WORK ORDER:
Exact repetition is required: output every record in full.

DATA SUPPLIED:
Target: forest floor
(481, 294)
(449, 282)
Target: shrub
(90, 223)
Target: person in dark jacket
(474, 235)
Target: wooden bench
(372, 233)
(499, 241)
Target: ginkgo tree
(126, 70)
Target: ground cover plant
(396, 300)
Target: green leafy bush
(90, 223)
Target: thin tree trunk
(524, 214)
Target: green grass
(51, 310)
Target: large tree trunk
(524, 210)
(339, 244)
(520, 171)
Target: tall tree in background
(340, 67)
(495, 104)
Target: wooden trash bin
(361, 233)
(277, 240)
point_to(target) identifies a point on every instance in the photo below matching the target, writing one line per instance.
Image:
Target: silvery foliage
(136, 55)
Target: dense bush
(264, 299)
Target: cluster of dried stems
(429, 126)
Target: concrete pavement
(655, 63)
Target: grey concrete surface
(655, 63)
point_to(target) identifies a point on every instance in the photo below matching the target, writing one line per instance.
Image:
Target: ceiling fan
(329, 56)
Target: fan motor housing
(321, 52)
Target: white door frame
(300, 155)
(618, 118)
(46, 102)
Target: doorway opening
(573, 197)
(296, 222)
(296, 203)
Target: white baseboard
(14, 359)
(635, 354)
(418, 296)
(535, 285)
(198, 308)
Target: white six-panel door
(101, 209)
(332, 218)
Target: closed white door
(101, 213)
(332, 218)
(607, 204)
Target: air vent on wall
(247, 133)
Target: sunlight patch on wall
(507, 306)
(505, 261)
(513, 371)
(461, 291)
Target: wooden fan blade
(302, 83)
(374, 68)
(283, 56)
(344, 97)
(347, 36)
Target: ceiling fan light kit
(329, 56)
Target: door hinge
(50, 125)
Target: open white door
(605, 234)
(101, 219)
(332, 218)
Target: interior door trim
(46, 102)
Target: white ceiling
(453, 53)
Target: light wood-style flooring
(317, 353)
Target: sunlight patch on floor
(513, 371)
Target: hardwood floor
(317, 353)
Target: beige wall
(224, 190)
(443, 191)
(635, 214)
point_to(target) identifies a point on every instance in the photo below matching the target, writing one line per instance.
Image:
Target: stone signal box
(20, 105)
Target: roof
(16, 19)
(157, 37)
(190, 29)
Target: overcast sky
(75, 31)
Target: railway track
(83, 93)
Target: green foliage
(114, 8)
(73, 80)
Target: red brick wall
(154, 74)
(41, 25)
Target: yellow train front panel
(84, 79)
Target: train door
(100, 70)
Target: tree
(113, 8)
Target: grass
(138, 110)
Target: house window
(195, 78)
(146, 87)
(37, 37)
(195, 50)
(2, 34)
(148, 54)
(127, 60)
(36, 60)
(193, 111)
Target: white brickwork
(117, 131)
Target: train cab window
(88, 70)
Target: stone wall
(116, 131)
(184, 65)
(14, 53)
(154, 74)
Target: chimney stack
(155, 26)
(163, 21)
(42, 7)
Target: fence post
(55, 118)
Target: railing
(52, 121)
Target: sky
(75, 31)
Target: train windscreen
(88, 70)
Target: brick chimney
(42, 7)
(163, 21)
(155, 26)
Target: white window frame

THE COMPLETED TASK:
Target: forest floor
(481, 294)
(449, 282)
Target: shrub
(90, 223)
Target: person in dark jacket
(474, 235)
Target: wooden bench
(372, 233)
(499, 241)
Target: ginkgo tree
(126, 70)
Target: ground cover plant
(396, 300)
Target: green leafy bush
(90, 223)
Target: thin tree trunk
(524, 214)
Target: green grass
(51, 310)
Target: large tree trunk
(524, 210)
(339, 244)
(520, 171)
Target: tall tree in background
(340, 67)
(495, 104)
Target: wooden trash bin
(361, 233)
(277, 240)
point_to(target) identifies a point on every instance in the photo below matching the target, writing one line per instance.
Image:
Target: silvery foliage
(136, 55)
Target: dense bush
(264, 299)
Target: cluster of dried stems
(429, 126)
Target: concrete pavement
(655, 63)
Target: grey concrete surface
(655, 63)
point_to(target) identifies a point on every instance in the photo below matching the target, writing one line per instance.
Image:
Target: ceiling fan
(329, 56)
Target: fan motor housing
(321, 52)
Target: white door frame
(300, 155)
(618, 118)
(46, 102)
Target: doorway opening
(573, 197)
(296, 222)
(296, 203)
Target: white baseboard
(14, 359)
(635, 354)
(418, 296)
(535, 285)
(198, 308)
Target: white six-panel door
(101, 209)
(332, 218)
Target: closed white door
(101, 213)
(332, 218)
(607, 204)
Target: air vent on wall
(247, 133)
Target: sunlight patch on wall
(507, 306)
(505, 261)
(513, 371)
(461, 291)
Target: wooden fan blade
(302, 83)
(374, 68)
(283, 56)
(344, 97)
(347, 36)
Target: ceiling fan light kit
(329, 56)
Target: door hinge
(50, 125)
Target: open white door
(605, 234)
(101, 219)
(332, 218)
Target: interior door trim
(46, 102)
Target: white ceiling
(453, 53)
Target: light wood-style flooring
(317, 353)
Target: sunlight patch on floor
(513, 371)
Target: hardwood floor
(317, 353)
Target: beige wall
(224, 190)
(443, 191)
(635, 214)
point_to(target) identifies a point on every instance in the photo below matching the target, writing one line per instance.
Image:
Target: stone signal box
(20, 105)
Target: roof
(16, 19)
(157, 37)
(190, 29)
Target: overcast sky
(75, 31)
Target: railway track
(83, 93)
Target: green foliage
(114, 8)
(73, 80)
Target: red brick wall
(154, 74)
(41, 25)
Target: yellow train front panel
(84, 79)
Target: train door
(100, 70)
Target: tree
(113, 8)
Target: grass
(138, 110)
Target: house window
(195, 78)
(146, 87)
(37, 37)
(195, 50)
(2, 34)
(148, 54)
(127, 60)
(36, 60)
(193, 111)
Target: white brickwork
(117, 131)
Target: train cab window
(88, 70)
Target: stone wall
(116, 131)
(184, 65)
(14, 53)
(154, 74)
Target: chimney stack
(155, 26)
(163, 21)
(42, 7)
Target: fence post
(55, 118)
Target: railing
(52, 121)
Target: sky
(75, 31)
Target: train windscreen
(88, 70)
Target: brick chimney
(42, 7)
(163, 21)
(155, 26)
Target: white window frame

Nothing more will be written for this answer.